AIM OF THE EXERCISE: Can you write out the material again from the line with "[output] one dot per instance, form <point>679,405</point>." to the line with "<point>921,412</point>", both included, with the request lines unchanged and each answer's point coordinates multiplied by 0.65 and rounded to whole numbers, halves up? Give only those lines.

PROVIDED DATA:

>>>

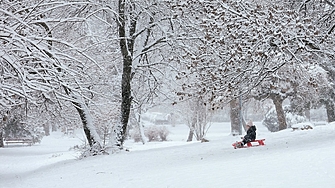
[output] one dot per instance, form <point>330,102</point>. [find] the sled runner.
<point>249,144</point>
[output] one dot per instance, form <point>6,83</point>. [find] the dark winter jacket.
<point>251,134</point>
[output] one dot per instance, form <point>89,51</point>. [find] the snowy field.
<point>303,158</point>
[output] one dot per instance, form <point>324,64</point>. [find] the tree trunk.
<point>46,128</point>
<point>1,139</point>
<point>330,110</point>
<point>90,132</point>
<point>278,102</point>
<point>235,118</point>
<point>190,135</point>
<point>126,45</point>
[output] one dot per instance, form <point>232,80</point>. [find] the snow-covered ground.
<point>302,158</point>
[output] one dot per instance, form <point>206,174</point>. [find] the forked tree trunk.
<point>330,108</point>
<point>190,135</point>
<point>278,102</point>
<point>127,47</point>
<point>235,118</point>
<point>1,139</point>
<point>90,132</point>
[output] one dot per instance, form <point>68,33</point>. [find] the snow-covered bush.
<point>136,135</point>
<point>271,122</point>
<point>152,133</point>
<point>155,133</point>
<point>163,133</point>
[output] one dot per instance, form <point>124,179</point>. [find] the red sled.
<point>249,144</point>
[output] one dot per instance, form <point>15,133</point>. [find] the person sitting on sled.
<point>250,136</point>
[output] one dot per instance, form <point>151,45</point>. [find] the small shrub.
<point>163,133</point>
<point>271,122</point>
<point>136,135</point>
<point>155,133</point>
<point>152,133</point>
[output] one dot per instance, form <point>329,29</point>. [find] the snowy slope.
<point>303,158</point>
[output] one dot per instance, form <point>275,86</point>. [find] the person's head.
<point>249,123</point>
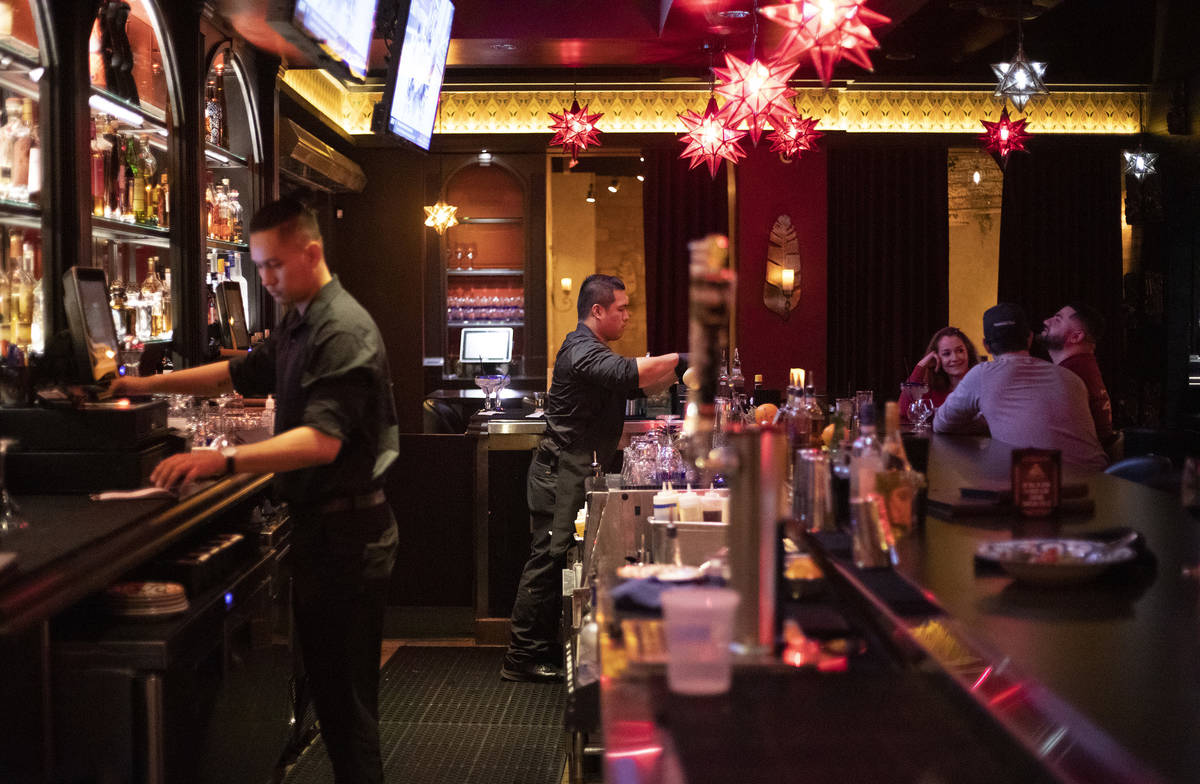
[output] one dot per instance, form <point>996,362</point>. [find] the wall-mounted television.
<point>336,31</point>
<point>414,76</point>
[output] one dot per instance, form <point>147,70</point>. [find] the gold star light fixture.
<point>441,216</point>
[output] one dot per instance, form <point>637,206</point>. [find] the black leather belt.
<point>365,501</point>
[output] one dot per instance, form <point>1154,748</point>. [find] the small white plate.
<point>1054,561</point>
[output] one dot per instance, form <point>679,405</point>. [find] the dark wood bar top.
<point>76,546</point>
<point>1123,652</point>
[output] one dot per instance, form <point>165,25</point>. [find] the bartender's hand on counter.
<point>187,467</point>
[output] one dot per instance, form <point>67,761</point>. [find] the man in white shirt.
<point>1026,401</point>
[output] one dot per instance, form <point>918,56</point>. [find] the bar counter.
<point>76,546</point>
<point>1127,657</point>
<point>1087,682</point>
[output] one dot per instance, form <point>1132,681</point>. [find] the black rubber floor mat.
<point>445,717</point>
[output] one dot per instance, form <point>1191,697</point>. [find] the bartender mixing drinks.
<point>585,414</point>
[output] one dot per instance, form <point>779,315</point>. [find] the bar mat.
<point>445,717</point>
<point>838,729</point>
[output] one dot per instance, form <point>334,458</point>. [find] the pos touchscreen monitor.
<point>90,321</point>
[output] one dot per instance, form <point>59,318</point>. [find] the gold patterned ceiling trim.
<point>657,111</point>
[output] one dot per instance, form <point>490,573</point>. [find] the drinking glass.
<point>11,520</point>
<point>921,412</point>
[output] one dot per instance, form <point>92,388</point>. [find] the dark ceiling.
<point>1089,42</point>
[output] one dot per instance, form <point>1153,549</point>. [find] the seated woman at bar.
<point>947,359</point>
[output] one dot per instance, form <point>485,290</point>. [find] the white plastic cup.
<point>699,626</point>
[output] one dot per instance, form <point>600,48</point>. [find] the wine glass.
<point>11,520</point>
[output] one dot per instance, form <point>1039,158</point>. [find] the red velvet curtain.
<point>888,259</point>
<point>1060,232</point>
<point>678,205</point>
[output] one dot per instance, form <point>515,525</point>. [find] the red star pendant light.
<point>756,91</point>
<point>575,130</point>
<point>797,135</point>
<point>1005,136</point>
<point>709,139</point>
<point>828,30</point>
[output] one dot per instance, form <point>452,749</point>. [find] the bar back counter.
<point>955,671</point>
<point>202,695</point>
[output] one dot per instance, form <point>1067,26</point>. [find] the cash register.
<point>85,442</point>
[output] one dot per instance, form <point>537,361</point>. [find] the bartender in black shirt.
<point>585,414</point>
<point>335,437</point>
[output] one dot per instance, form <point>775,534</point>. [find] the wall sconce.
<point>563,294</point>
<point>781,289</point>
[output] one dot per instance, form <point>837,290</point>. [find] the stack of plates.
<point>149,600</point>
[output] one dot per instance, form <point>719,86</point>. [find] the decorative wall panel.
<point>657,111</point>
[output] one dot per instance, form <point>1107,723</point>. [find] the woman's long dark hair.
<point>939,378</point>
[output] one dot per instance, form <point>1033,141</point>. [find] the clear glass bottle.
<point>151,299</point>
<point>34,190</point>
<point>865,455</point>
<point>22,141</point>
<point>7,137</point>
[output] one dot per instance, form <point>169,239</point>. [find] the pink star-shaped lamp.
<point>1005,136</point>
<point>575,130</point>
<point>828,30</point>
<point>796,136</point>
<point>756,93</point>
<point>709,139</point>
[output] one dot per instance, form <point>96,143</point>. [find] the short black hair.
<point>598,289</point>
<point>289,213</point>
<point>1090,318</point>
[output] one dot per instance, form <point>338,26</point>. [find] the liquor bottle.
<point>737,381</point>
<point>7,137</point>
<point>151,298</point>
<point>168,319</point>
<point>235,220</point>
<point>34,191</point>
<point>163,202</point>
<point>22,141</point>
<point>21,292</point>
<point>101,148</point>
<point>815,413</point>
<point>865,455</point>
<point>209,199</point>
<point>36,334</point>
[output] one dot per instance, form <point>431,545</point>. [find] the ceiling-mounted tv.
<point>414,76</point>
<point>331,31</point>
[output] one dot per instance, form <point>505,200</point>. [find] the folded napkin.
<point>645,594</point>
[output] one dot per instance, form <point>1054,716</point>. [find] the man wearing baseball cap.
<point>1025,400</point>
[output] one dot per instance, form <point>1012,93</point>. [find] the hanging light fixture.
<point>1005,136</point>
<point>797,135</point>
<point>575,129</point>
<point>826,30</point>
<point>441,216</point>
<point>756,91</point>
<point>1020,78</point>
<point>709,139</point>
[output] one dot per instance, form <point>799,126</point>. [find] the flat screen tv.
<point>414,77</point>
<point>90,321</point>
<point>335,30</point>
<point>485,345</point>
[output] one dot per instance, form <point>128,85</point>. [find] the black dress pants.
<point>555,492</point>
<point>341,568</point>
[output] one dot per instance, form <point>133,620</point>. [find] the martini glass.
<point>491,387</point>
<point>11,520</point>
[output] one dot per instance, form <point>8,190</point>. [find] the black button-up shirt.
<point>586,404</point>
<point>328,370</point>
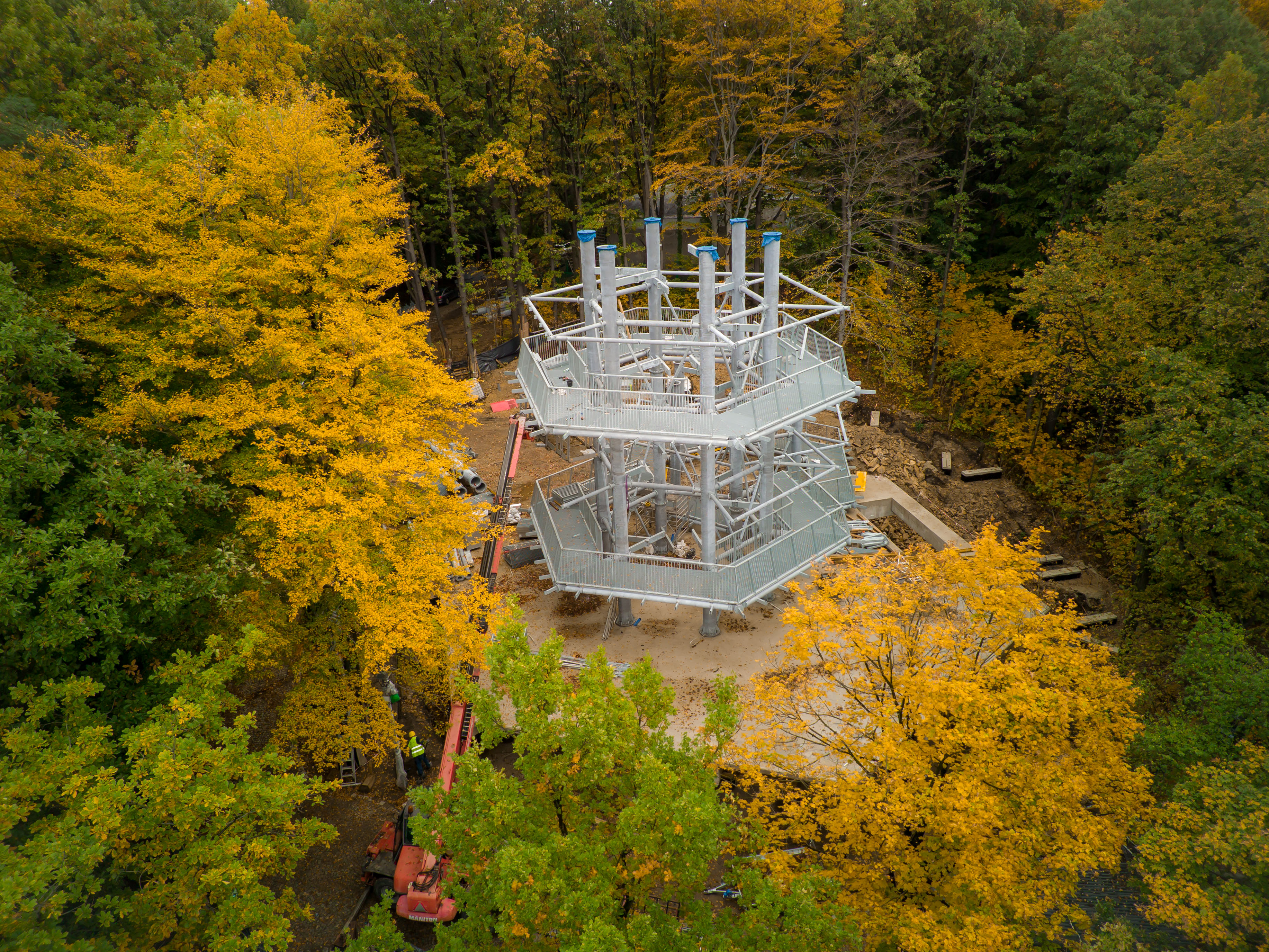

<<<

EXERCISE ANSWER:
[output] one dot per instance, form <point>679,405</point>. [find] the dark wood bar top.
<point>49,355</point>
<point>730,424</point>
[output] one dot per instance, form <point>165,25</point>. [find] the bartender's hand on counter.
<point>122,304</point>
[output] one dot per instance, form <point>67,761</point>. [find] the man in white shirt.
<point>667,261</point>
[output] one dot per instance, form <point>918,56</point>. [find] the bar counter.
<point>49,355</point>
<point>733,427</point>
<point>707,443</point>
[output] one dot per instance, form <point>1132,681</point>. [find] the black rubber floor mat.
<point>289,466</point>
[output] one dot per instance, form <point>1191,697</point>. [find] the bartender mixing drinks.
<point>380,269</point>
[output] one dot per instance, form <point>779,315</point>. [find] the bar mat.
<point>289,466</point>
<point>545,474</point>
[output] one dot per instance, form <point>334,458</point>. [find] the pos touchscreen monitor.
<point>59,209</point>
[output] one dot per instance, form <point>59,318</point>. [find] the gold patterned ceiling trim.
<point>427,72</point>
[output] one dot per instance, form <point>490,573</point>. [find] the drinking glass.
<point>7,338</point>
<point>599,268</point>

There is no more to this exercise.